## TAREAS ESCRITAS
**a)** Repite palabra por palabra el pasaje del texto sobre el cardenal Sarto que comienza en "Capellán en Tómbolo" y termina en "de la liturgia.".
**b)** Responde a estas preguntas con datos del texto sobre el cardenal Sarto:
(i) ¿En qué localidad fue capellán?
(ii) ¿A qué ciudad fue trasladado desde Mantua?
(iii) Según su pensamiento, ¿qué debía ser la música verdaderamente sagrada?
----- TEXTO PARA LEER
El eminentísimo cardenal Sarto amaba intensamente las solemnes ceremonias y las grandiosas manifestaciones del culto, pero para que éstas pudieran infundir en la conciencia de los fieles, y particularmente de los sacerdotes, aquel espíritu de piedad que deseaba, tenían que ir acompañadas de una música verdaderamente sagrada, que, según su pensamiento, debía ser un ala abierta para el vuelo del alma hacia las alturas donde habita el Señor.
Capellán en Tómbolo y párroco en Salzano, había dado las primeras batallas para que el canto y la música estuvieran unidas a su suprema finalidad de “oración litúrgica” en Matua, por su profundo sentimiento religioso, a la vez que por su finísimo gusto artístico, decidió eliminar de las Iglesias de su diócesis aquellas ruidosas interpretaciones musicales que las profanaban con desdoro del culto divino y del espíritu de la liturgia.
Trasladado de Mantua a Venecia, deseando vivamente que la música en las iglesias del Patriarcado volviese a ser expresión viva de fe y oración cantada por el pueblo, trabajó con todo su entusiasmo para devolver a su antiguo lugar de honor a la música sacra.
----------
----- INFORMACIÓN PROPORCIONADA
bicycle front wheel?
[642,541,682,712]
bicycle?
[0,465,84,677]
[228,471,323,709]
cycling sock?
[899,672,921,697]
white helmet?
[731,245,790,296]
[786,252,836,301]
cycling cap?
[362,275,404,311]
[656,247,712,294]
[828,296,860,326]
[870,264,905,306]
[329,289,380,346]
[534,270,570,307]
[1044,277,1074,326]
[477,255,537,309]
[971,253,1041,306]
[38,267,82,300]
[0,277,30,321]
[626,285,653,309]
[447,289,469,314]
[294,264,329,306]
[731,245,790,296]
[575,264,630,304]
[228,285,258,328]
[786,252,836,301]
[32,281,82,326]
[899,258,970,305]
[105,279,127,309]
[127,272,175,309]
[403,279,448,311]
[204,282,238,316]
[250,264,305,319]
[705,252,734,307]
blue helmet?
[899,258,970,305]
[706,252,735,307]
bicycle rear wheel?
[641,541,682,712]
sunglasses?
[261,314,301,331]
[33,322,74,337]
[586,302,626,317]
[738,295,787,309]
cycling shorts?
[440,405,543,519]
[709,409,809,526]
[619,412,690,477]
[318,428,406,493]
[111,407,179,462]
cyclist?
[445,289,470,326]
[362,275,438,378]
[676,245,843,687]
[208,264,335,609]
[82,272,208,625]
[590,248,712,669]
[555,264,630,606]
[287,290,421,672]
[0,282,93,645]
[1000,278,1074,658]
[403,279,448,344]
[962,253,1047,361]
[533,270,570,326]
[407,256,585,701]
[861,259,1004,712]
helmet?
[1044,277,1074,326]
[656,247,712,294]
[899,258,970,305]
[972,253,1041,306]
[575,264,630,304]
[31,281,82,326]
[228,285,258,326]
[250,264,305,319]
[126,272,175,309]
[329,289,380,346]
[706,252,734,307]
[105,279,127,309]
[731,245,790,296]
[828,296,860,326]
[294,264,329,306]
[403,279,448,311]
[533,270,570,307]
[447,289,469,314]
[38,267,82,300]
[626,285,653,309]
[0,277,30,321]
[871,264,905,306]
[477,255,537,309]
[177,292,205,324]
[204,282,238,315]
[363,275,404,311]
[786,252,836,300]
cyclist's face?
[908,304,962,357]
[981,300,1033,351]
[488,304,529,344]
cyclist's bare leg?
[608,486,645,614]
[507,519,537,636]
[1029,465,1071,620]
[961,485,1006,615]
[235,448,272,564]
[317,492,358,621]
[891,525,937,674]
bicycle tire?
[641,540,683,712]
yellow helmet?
----------
## RESPUESTAS DADAS
**a)**
Capellán en Tómbolo y párroco en Salzano, había dado las primeras batallas para que el canto y la música estuvieran unidas a su suprema finalidad de “oración litúrgica” en Matua, por su profundo sentimiento religioso, a la vez que por su finísimo gusto artístico, decidió eliminar de las Iglesias de su diócesis aquellas ruidosas interpretaciones musicales que las profanaban con desdoro del culto divino y del espíritu de la liturgia.

**b)**
(i) En Tómbolo.
(ii) A Venecia.
(iii) Un ala abierta para el vuelo del alma hacia las alturas donde habita el Señor.